§ Instruction 1: List the ways the OCI image text says misbehavior in the Kubernetes image pipeline shows up.

§ Excerpt provided:
################

What This Concept Is

An OCI image is not a disk image. It is a content-addressed bundle of three things:

  • an image manifest: JSON listing the layers and config, each referenced by SHA-256 digest
  • a config blob: JSON holding the entrypoint, environment, working directory, labels, and the ordered list of diff IDs for the layers
  • one or more layer blobs: gzipped tarballs, each a filesystem diff relative to the previous layer

Everything is named by the cryptographic digest of its bytes. This means identical layers are shared between images on a host and verified end to end.

The OCI Runtime Specification is the separate contract a container runtime has to fulfill once an image has been unpacked: given a root filesystem and a config.json, launch a process inside a set of namespaces and cgroups. runc is the reference implementation.

Why It Matters Here

Kubernetes does not pull an image itself; it tells a runtime (via the Container Runtime Interface) to pull it, unpack the layers into a stacked filesystem, and start a process according to the runtime spec. Misbehavior in this pipeline shows up as:

  • ImagePullBackOff -- manifest unreachable or credentials wrong
  • ErrImagePull -- digest mismatch or layer corruption
  • CreateContainerConfigError -- runtime cannot assemble a valid config.json
  • exceptionally slow pod startup -- large layers or no layer cache on the node

If you think an image is "just a tarball of a filesystem," you will not debug these correctly.

Concrete Example

A minimal image manifest (trimmed):

{
  "schemaVersion": 2,
  "mediaType": "application/vnd.oci.image.manifest.v1+json",
  "config": {
    "mediaType": "application/vnd.oci.image.config.v1+json",
    "digest": "sha256:6e9f07f...",
    "size": 1471
  },
  "layers": [
    { "mediaType": "application/vnd.oci.image.layer.v1.tar+gzip",
      "digest": "sha256:2db29710...", "size": 2811478 },
    { "mediaType": "application/vnd.oci.image.layer.v1.tar+gzip",
      "digest": "sha256:8d3ac3489...", "size": 2126715 }
  ]
}

The runtime unpacks these layers in order onto an overlay filesystem (typically overlayfs). Each layer is a read-only lower directory; the container writes into a new upper directory. The union appears to the container as one filesystem, but only the upper is mutable. That is why changes to / in a running container do not modify the image -- and why "committing a container to an image" is just snapshotting the upper layer.

Common Confusion / Misconception

"Each RUN in a Dockerfile creates a layer, and you want as few layers as possible."

Each RUN, COPY, and ADD creates a layer. The constraint is not "few layers" but "small, cacheable, and ordered from least-to-most-frequently-changing." A good Dockerfile puts slowly-changing dependencies before the application code, because the builder reuses a cached layer only if every prior layer's inputs match. Squashing down to one layer often makes rebuilds slower, not faster, because it defeats caching.

A second confusion: "latest is a version." It is not. It is a mutable tag. Two pulls of the same :latest on different days can give you different digests. Production manifests should pin by digest (image: nginx@sha256:abc...) when reproducibility matters.

How To Use It

When you read a Kubernetes pod spec, trace the chain:

  1. The image field resolves to a manifest by tag or digest at a registry.
  2. The kubelet asks the runtime, via CRI, to pull missing blobs.
  3. The runtime verifies digests, unpacks layers, stacks them via overlayfs.

################

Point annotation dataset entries
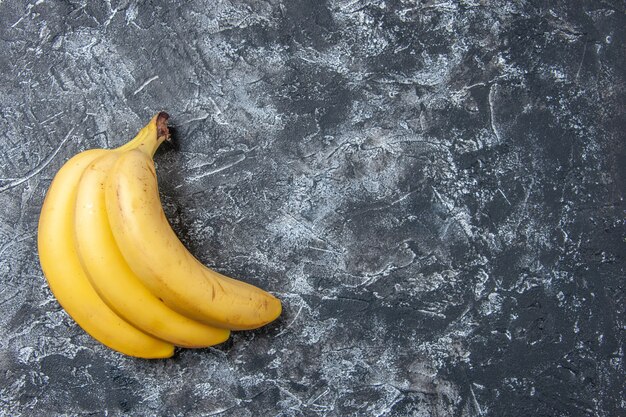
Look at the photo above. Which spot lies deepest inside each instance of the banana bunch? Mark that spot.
(116, 266)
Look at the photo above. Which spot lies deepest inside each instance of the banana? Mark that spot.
(161, 261)
(66, 277)
(116, 266)
(111, 276)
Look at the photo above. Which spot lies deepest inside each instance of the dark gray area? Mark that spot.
(434, 189)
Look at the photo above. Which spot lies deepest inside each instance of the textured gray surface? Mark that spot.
(434, 189)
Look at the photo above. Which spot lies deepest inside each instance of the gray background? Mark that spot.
(434, 189)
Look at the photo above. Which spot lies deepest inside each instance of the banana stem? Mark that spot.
(150, 137)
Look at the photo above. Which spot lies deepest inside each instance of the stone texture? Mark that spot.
(434, 189)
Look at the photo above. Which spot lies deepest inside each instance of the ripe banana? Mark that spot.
(68, 282)
(113, 279)
(116, 266)
(161, 261)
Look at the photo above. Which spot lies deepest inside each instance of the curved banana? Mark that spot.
(66, 277)
(164, 265)
(113, 279)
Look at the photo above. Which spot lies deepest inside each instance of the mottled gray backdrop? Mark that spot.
(435, 190)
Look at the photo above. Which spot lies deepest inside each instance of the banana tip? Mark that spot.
(161, 122)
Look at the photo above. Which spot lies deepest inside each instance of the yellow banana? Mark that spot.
(66, 277)
(111, 276)
(160, 260)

################

§ Instruction 2: Quote the entries starting at the line that contains "curved banana? Mark that spot." and ending at the last line of the entries.

§ Task response 1:
ImagePullBackOff
ErrImagePull
CreateContainerConfigError
exceptionally slow pod startup

§ Task response 2:
Look at the photo above. Which spot lies deepest inside each instance of the curved banana? Mark that spot.
(66, 277)
(164, 265)
(113, 279)
Look at the photo above. Which spot lies deepest inside each instance of the mottled gray backdrop? Mark that spot.
(435, 190)
Look at the photo above. Which spot lies deepest inside each instance of the banana tip? Mark that spot.
(161, 122)
Look at the photo above. Which spot lies deepest inside each instance of the yellow banana? Mark that spot.
(66, 277)
(111, 276)
(160, 260)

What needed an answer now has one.